▶ _Alıştırma Görevi 1_
Eğitim Gönüllüleri Vakfı'nın kuruluşunu anlatan metne göre Suna Kıraç vakıfta hangi konumda kalmayı tercih etmiştir?
▶ _Alıştırma Görevi 2_
Eğitim Gönüllüleri Vakfı'nın kuruluşunu anlatan metni son cümlesinden sonra sürdürünüz.

▶ _Verilen Metin_
---

Vehbi bey ikna olmamıştı. "Peki , ben ikaz ettim, gerisi size kalmış, gidin, Allah yolunuzu açık etsin" dedi. Ancak Suna Kıraç daha ilk adımda ısrarlı bir vakıf gönüllüsü oluvermişti. "Vehbi Bey, vakıf için bir bağışta bulunmayacak mısınız" diye sordu. Vehbi Koç dile getirdiği kaygılarından hareketle "Yok" dedi. "Evvela hareketinizi takip edeceğim, başardığınızı görürsem bir şeyler düşünürüz.
Bu konuşma Suna Kıraç için tarihi bir dönüm noktasıydı. İlk kez babasıyla bir konuda görüş ayrılığına düşmüştü. Daha da önemlisi Vehbi Koç'un şerhine rağmen projeye başlama kararı almıştı. Şimdi bu tarihi proje kişisel bir sorumluluğa da dönüşmüştü.
Eğitim Gönüllüleri Vakfı, 23 Ocak1995 günü iş dünyası ve akademi dünyasından 52 önde gelen ismin imzasıyşa faaliyete geçti. "Cumhuriyetin ilk yıllarındaki Halkevi, Enstitü uygulamaları 1990'larda olsaydı, nasıl bir eğitim anlayışı ve teknolojik potansiyeli olmalıydı" sorusundan harektle sürüdürülen tartışmalar "eğitim parkı" modelinin geliştirilmesiyle sonuçlandı. Teknolojik olanaklardan yararlanamayan öğrencilere eğitim parklarında bu imkan sağlanacak; okul saatleri dışında sportif ve kültürel etkinliklerde bulunabilecek , ders etütleri yapabilecek ve her türlü bilgiye ulaşabileceklerdi.
Projenin olgunlaştırıldığı bu toplantıların tamamına Suna Kıraç da katıldı. Mesaisinin önemli bir bölümü vakfa ayırıyordu. Vakıfta başkanlık ya da başkan yardımcılığı türünden makamları kesinlikle istememiş, sıradan bir yönetim kurulu üyesi olarak kalmayı tercih etmişti. Ancak toplantıların lideri oydu. Cengiz Solakoğlu o toplantılardaki işlevini şöyle dile getiriyordu:
"Onunla yapılan yönetim kurulu toplantıları fevkalade katılımcı ve demokratik bir şekilde cereyan ederdi. Ve o demokratik yapı içerisinde Suna Hanım doğruları ve sonucu cımbızla çeker ve toplantının karar kısmını özetlerdi. Kararlarda tüm üyelerin fikir birliğinin oluşmasına gayret sarfetmiştir. Hiç aceleci değildi. Bir meseleyi çok yönlü araştırmadan bir karara varamazdı."

---

▶ _Verilen Liste_
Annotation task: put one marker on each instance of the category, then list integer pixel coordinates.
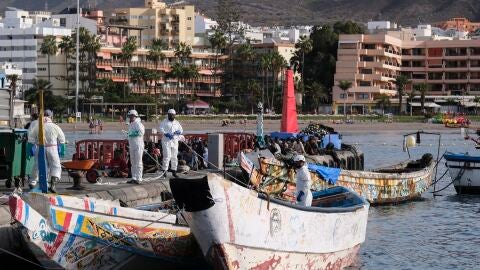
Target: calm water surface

---

▶ _Görev Yanıtı 1_
Sıradan bir yönetim kurulu üyesi olarak kalmayı tercih etmiştir.

▶ _Görev Yanıtı 2_
Diğer bir yönetim kurulu üyesi Yılmaz Büyükerşen ise, toplantılardaki Suna Kıraç'ı biraz daha farklı hatırlıyordu:
"Öyle zannediyorum ki mevcut vakıflar içinde yönetim kurulları 15 günde ya da haftada bir toplanan başka bir vakıf olmamıştır. Bu da Suna Hanım'ın iş takipçiliğinin bir sonucuydu. İstiyordu ki görev verildiği zaman, kararlar alındığı zaman hemen takibi yapılsın. Aksayan tarafları var mı, nasıl düzeltilir, tartışılsın istiyordu. Adeta zamanla yarış ediyordu. Açıkçası vakıf çalışmalarına başladığımız zaman, her yönetim kurulu toplantısına dersine iyi çalışan çocuklar gibi gelmek zorundaydık.
Suna Kıraç, Türk iş dünyasının önde gelen isimlerine yolladığı mektuplarla vakfa maddi ve manevi destek çağrısında bulundu.
Vakıf, ilk oyun parkını Fındıkzade'de açtı. Ancak asıl hedeflenen çocukların en ihtiyacı bulunan bölgelere, illere gidilmesiydi. Suna Kıraç'ın aklında Güneydoğu illeri vardı. Ancak yaşanan terör nedeniyle böylesi bir projeyi bölgede gerçekleştirmek ne kadar mümkündü?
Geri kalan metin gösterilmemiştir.